──────── TEXT EXTRACT

# Deploy Transformers model using SageMaker Hugging Face Deep Learning Container


1. [Introduction](#Introduction) 
2. [Setup](#Setup)
3. [Download Hugging Face Pretrained Model](#Download-Hugging-Face-Pretrained-Model)
4. [Package the saved model to tar.gz format](#Package-the-saved-model-to-tar.gz-format)
5. [Upload Pre-trained Model to S3](#Upload-Pre-trained-Model-to-S3)
6. [Deploy the model using `model_data`](#Deploy-the-model-using-model_data) 
7. [Prediction with Amazon SageMaker endpoint](#Prediction-with-Amazon-SageMaker-endpoint)


## Introduction

For inference, you can use your trained Hugging Face model or one of the pretrained Hugging Face models to deploy an inference job with SageMaker. 

### How to deploy an inference job using the Hugging Face Deep Learning Containers
You have two options for running inference with SageMaker. You can run inference using a model that you trained, or deploy a pre-trained Hugging Face model.

* Run inference with your trained model: You have two options for running inference with your own trained model. You can run inference with a model that you trained using an existing Hugging Face model with the SageMaker Hugging Face Deep Learning Containers, or you can bring your own existing Hugging Face model and deploy it using SageMaker. When you run inference with a model that you trained with the SageMaker Hugging Face Estimator, you can deploy the model immediately after training completes or you can upload the trained model to an Amazon S3 bucket and ingest it when running inference later. If you bring your own existing Hugging Face model, you must upload the trained model to an Amazon S3 bucket and ingest that bucket when running inference.

* Run inference with a pre-trained HuggingFace model: You can use one of the thousands of pre-trained Hugging Face models to run your inference jobs with no additional training needed. We will see this in our lab today.

In this notebook, we will use the `Hugging Face Inference DLCs and Amazon SageMaker Python SDK` to deploy a pre-trained transformer model for real-time inference. We will perform following steps:

## Setup

In [None]:
!pip install "sagemaker>=2.48.0" --upgrade
!pip install torch -q
!pip install transformers -q
!pip install ipywidgets -q

#### **Note: Restart the notebook after installing the above packages.**

In [None]:
from IPython.display import display_html
def restartkernel() :
 display_html("",raw=True)

In [None]:
restartkernel()

## Deploy a Hugging Face Transformer model from S3 to SageMaker for inference


### Download Hugging Face Pretrained Model

In this example we are downloading a pre-trained HuggingFace model - `facebook/bart-large-mnli` from the HuggingFace library. We will use this model for classifying the tweets as `POSTIVE` or `NEGATIVE`.

────────────────
──────── DATA LISTING

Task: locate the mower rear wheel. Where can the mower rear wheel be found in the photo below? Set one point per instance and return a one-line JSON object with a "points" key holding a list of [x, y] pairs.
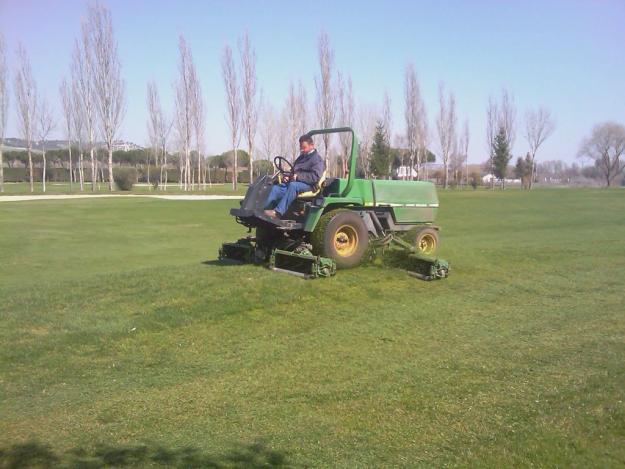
{"points": [[427, 241], [342, 236]]}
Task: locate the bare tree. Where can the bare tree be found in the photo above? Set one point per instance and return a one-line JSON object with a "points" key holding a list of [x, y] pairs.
{"points": [[45, 125], [507, 117], [79, 128], [345, 99], [465, 150], [85, 104], [184, 109], [368, 115], [158, 131], [109, 85], [4, 104], [606, 147], [152, 101], [446, 126], [250, 103], [302, 108], [268, 131], [416, 122], [26, 93], [68, 117], [538, 127], [197, 116], [492, 127], [326, 102], [233, 111], [293, 119]]}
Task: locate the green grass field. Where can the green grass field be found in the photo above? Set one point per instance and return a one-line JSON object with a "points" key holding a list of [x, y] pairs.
{"points": [[124, 344], [23, 188]]}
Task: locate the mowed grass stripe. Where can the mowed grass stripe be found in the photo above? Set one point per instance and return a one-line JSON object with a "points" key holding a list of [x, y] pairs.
{"points": [[517, 358]]}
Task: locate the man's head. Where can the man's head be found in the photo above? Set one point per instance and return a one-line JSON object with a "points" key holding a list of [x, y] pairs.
{"points": [[306, 143]]}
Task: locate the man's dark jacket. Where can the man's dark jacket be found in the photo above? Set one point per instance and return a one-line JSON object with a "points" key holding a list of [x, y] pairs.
{"points": [[309, 167]]}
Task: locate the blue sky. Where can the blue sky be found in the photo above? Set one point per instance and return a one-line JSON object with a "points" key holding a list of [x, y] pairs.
{"points": [[568, 56]]}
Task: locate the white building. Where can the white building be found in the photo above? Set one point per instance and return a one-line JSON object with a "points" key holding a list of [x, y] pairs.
{"points": [[120, 145]]}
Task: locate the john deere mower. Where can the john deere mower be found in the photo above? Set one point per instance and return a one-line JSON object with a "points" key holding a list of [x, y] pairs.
{"points": [[340, 223]]}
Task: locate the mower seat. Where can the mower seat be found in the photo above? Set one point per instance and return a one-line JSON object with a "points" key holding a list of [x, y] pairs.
{"points": [[316, 189]]}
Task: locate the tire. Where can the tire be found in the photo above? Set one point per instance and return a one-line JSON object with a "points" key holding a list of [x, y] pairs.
{"points": [[427, 241], [342, 236]]}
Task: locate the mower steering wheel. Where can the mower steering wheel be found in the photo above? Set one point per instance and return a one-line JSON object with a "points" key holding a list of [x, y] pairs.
{"points": [[283, 166]]}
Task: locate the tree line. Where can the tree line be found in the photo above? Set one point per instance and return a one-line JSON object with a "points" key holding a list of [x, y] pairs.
{"points": [[93, 103]]}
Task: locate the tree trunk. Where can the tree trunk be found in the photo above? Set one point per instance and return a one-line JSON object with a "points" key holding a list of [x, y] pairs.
{"points": [[111, 167], [71, 176], [235, 171], [81, 172], [199, 168], [30, 168], [148, 175], [43, 178], [93, 169], [251, 166]]}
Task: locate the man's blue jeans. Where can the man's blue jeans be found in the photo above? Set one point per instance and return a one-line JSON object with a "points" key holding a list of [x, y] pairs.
{"points": [[282, 195]]}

────────────────

■ WHAT IS NEEDED
Extract the passage of the SageMaker deployment notebook that runs from "5. [Upload Pre-trained" up to and including "job with SageMaker.", word for word. The data is not needed.

■ TASK OUTPUT
5. [Upload Pre-trained Model to S3](#Upload-Pre-trained-Model-to-S3)
6. [Deploy the model using `model_data`](#Deploy-the-model-using-model_data) 
7. [Prediction with Amazon SageMaker endpoint](#Prediction-with-Amazon-SageMaker-endpoint)


## Introduction

For inference, you can use your trained Hugging Face model or one of the pretrained Hugging Face models to deploy an inference job with SageMaker.